* [Aim 1] In the December 2012 mix post below, which holiday does the writer call a personal favorite?

-- Selected text start --

December 2012: Feeling Sentimental

Lots of sentimentality in this month's mix, which I guess is fitting for the holidays. And romance, which is also fitting for a month which hosted a very romantic trip to New York City, and New Years Eve - which is my personal favorite holiday. Listening to it now, I realize it also features some flat-out incredible singers. Light a fire, pour a little sip of whisky, and find someone to waltz around the living room with on a blustery night.

Jim James – Know Til Now A new song from the My Morning Jacket frontman. He's done so much outside of the band in the last couple of years, that it's hard to believe this soon-to-be released album this is taken from will be his first full solo album. Really looking forward to hear what else this odd song is connected to. Even though it's clearly very different from the jazzy stuff that follows it on this mix, it still somehow leads in perfectly, which demonstrates what I think is so special about it - the way it seamlessly pairs unmistakably contemporary sounds with an overall feeling of something performed by Count Basie.

-- Selected text end --

* [Aim 2] Rewrite the entries that follow, putting "cabinet" in place of "shelf" and leaving everything else as it is.

-- Exercise inputs start --

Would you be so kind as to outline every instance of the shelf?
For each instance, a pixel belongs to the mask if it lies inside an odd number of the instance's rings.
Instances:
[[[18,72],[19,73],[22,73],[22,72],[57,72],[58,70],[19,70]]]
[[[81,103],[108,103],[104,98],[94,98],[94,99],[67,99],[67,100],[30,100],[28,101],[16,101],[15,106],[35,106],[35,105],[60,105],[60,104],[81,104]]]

-- Exercise inputs end --

* [Expected answer 1] New Years Eve.

* [Expected answer 2]
Would you be so kind as to outline every instance of the cabinet?
For each instance, a pixel belongs to the mask if it lies inside an odd number of the instance's rings.
Instances:
[[[18,72],[19,73],[22,73],[22,72],[57,72],[58,70],[19,70]]]
[[[81,103],[108,103],[104,98],[94,98],[94,99],[67,99],[67,100],[30,100],[28,101],[16,101],[15,106],[35,106],[35,105],[60,105],[60,104],[81,104]]]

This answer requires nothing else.